(Job)
Give every line of the entries below as a JSON list of strings, one string per line, and leave out any blank lines.

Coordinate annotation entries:
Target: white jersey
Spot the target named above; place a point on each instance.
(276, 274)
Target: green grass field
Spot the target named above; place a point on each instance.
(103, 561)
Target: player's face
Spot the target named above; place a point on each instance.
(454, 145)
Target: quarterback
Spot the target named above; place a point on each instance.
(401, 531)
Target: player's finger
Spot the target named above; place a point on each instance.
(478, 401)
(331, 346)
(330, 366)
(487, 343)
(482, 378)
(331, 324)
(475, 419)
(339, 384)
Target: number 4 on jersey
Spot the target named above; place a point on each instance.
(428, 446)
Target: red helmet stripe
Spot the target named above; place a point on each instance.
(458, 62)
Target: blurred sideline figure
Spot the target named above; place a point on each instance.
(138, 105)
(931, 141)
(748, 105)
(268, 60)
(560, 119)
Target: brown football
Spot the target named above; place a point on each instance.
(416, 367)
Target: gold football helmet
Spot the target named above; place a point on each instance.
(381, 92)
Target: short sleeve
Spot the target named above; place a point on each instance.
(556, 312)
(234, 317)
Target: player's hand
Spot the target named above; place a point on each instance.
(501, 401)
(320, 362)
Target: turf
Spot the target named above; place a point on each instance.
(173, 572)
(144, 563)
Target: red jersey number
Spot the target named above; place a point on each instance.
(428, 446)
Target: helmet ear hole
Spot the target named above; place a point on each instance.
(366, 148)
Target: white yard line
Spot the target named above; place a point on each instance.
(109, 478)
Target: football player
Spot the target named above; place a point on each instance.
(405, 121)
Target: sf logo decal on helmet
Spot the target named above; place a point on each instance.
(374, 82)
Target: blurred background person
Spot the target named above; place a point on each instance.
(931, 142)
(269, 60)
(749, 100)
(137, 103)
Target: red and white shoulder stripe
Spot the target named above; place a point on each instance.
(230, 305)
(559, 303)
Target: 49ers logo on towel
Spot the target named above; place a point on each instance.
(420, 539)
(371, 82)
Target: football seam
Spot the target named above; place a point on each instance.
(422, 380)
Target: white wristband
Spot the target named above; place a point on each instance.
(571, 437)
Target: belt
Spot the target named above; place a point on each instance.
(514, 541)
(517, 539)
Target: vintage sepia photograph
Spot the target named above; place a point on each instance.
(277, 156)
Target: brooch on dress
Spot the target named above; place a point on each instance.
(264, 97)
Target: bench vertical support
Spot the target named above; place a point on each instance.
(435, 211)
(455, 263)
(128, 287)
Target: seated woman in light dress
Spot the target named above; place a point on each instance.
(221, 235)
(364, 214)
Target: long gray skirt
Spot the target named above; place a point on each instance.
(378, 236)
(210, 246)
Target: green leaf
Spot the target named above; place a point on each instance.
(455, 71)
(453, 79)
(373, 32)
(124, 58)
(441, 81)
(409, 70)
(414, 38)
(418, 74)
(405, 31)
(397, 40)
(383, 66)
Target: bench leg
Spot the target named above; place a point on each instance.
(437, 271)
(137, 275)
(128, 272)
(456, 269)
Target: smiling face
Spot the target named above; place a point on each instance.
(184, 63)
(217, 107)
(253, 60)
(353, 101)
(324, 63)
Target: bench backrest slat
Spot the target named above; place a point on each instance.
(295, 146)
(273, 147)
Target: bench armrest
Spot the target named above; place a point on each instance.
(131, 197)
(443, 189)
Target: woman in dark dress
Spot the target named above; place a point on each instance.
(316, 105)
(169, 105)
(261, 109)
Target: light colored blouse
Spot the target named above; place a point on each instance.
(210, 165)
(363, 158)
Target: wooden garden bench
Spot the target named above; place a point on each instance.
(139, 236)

(The solution)
[
  "Target: white jersey",
  "Spot the target named above; place a point on each instance.",
  "(276, 274)",
  "Target: green grass field",
  "Spot the target named above; place a point on each instance.",
  "(103, 561)",
  "Target: player's face",
  "Spot the target named above; place a point on each instance.",
  "(454, 145)",
  "Target: quarterback",
  "Spot the target named above; place a point on each instance.",
  "(401, 531)",
  "Target: player's finger",
  "Spot the target named above; place a point on each instance.",
  "(478, 401)",
  "(331, 346)",
  "(330, 366)",
  "(487, 343)",
  "(482, 378)",
  "(331, 324)",
  "(475, 419)",
  "(339, 384)",
  "Target: number 4 on jersey",
  "Spot the target named above; place a point on each instance.",
  "(428, 446)",
  "Target: red helmet stripe",
  "Spot the target named above; place a point on each instance.",
  "(458, 62)",
  "Target: blurred sideline figure",
  "Spot the target named above; place a point on each instance.",
  "(138, 105)",
  "(931, 141)",
  "(748, 105)",
  "(268, 60)",
  "(560, 119)",
  "Target: brown football",
  "Spot the target named above; place a point on each instance.",
  "(416, 367)",
  "Target: gold football helmet",
  "Spot the target named above; place a point on each instance.",
  "(381, 92)",
  "Target: short sleeve",
  "Spot the target named above; place a point on each instance.",
  "(556, 312)",
  "(234, 317)",
  "Target: player's hand",
  "Spot the target named above; place a point on each instance.",
  "(501, 401)",
  "(320, 362)",
  "Target: turf",
  "Spot the target named above; place a point on each instance.",
  "(173, 572)",
  "(144, 563)",
  "Target: red jersey number",
  "Spot the target named above; place a point on each instance.",
  "(428, 446)",
  "Target: helmet ear hole",
  "Spot the target named above; place a point on each instance.",
  "(366, 148)",
  "Target: white yard line",
  "Spot the target named above; place a point on each instance.",
  "(109, 478)",
  "Target: football player",
  "Spot the target named above; place a point on each instance.",
  "(405, 121)",
  "Target: sf logo decal on helmet",
  "Spot the target named above; place a point on each instance.",
  "(374, 82)",
  "Target: blurred background person",
  "Spot the target named above; place a point on each instance.",
  "(931, 142)",
  "(269, 60)",
  "(749, 100)",
  "(137, 103)",
  "Target: red and white shoulder stripe",
  "Spot the target named above; place a point on each instance.",
  "(230, 305)",
  "(559, 303)",
  "Target: 49ers logo on towel",
  "Spot the target named above; place a point on each instance.",
  "(420, 539)",
  "(371, 82)",
  "Target: football seam",
  "Spot the target named above; place a point on each instance.",
  "(422, 380)",
  "Target: white wristband",
  "Spot the target named above; place a point on each instance.",
  "(571, 437)",
  "Target: belt",
  "Spot the target named above; place a point on each instance.",
  "(514, 541)",
  "(517, 539)",
  "Target: vintage sepia photograph",
  "Spot the target named above; place a point on each instance.",
  "(277, 156)",
  "Target: brooch on dress",
  "Spot the target named above; place a point on each instance.",
  "(264, 97)",
  "Target: bench vertical support",
  "Spot the target named above; place a point on each instance.",
  "(435, 211)",
  "(455, 263)",
  "(128, 287)",
  "Target: seated woman in light dress",
  "Spot the target named above; place a point on each instance.",
  "(221, 235)",
  "(364, 214)",
  "Target: long gray skirt",
  "Spot the target named above; place a point on each instance.",
  "(378, 236)",
  "(210, 246)",
  "Target: green leaf",
  "Spot the target named above; place a point on each instance.",
  "(455, 71)",
  "(453, 79)",
  "(373, 32)",
  "(124, 58)",
  "(441, 81)",
  "(409, 70)",
  "(414, 38)",
  "(418, 74)",
  "(405, 31)",
  "(397, 40)",
  "(383, 66)",
  "Target: bench leg",
  "Spot the target named above; place a point on each instance.",
  "(437, 271)",
  "(137, 275)",
  "(128, 272)",
  "(456, 269)",
  "Target: smiling face",
  "Spot the target named above; place a point on each instance.",
  "(184, 63)",
  "(217, 107)",
  "(253, 60)",
  "(353, 101)",
  "(324, 63)",
  "Target: bench backrest slat",
  "Spot the target named above; place a point on each instance.",
  "(295, 146)",
  "(273, 147)",
  "Target: bench armrest",
  "Spot the target named above; place a point on each instance.",
  "(131, 197)",
  "(443, 189)",
  "Target: woman in dark dress",
  "Spot the target named above; place a point on each instance.",
  "(316, 105)",
  "(169, 105)",
  "(261, 109)",
  "Target: light colored blouse",
  "Spot the target named above; place a point on each instance.",
  "(210, 165)",
  "(363, 158)",
  "Target: wooden garden bench",
  "Spot the target named above; place a point on each instance.",
  "(139, 236)"
]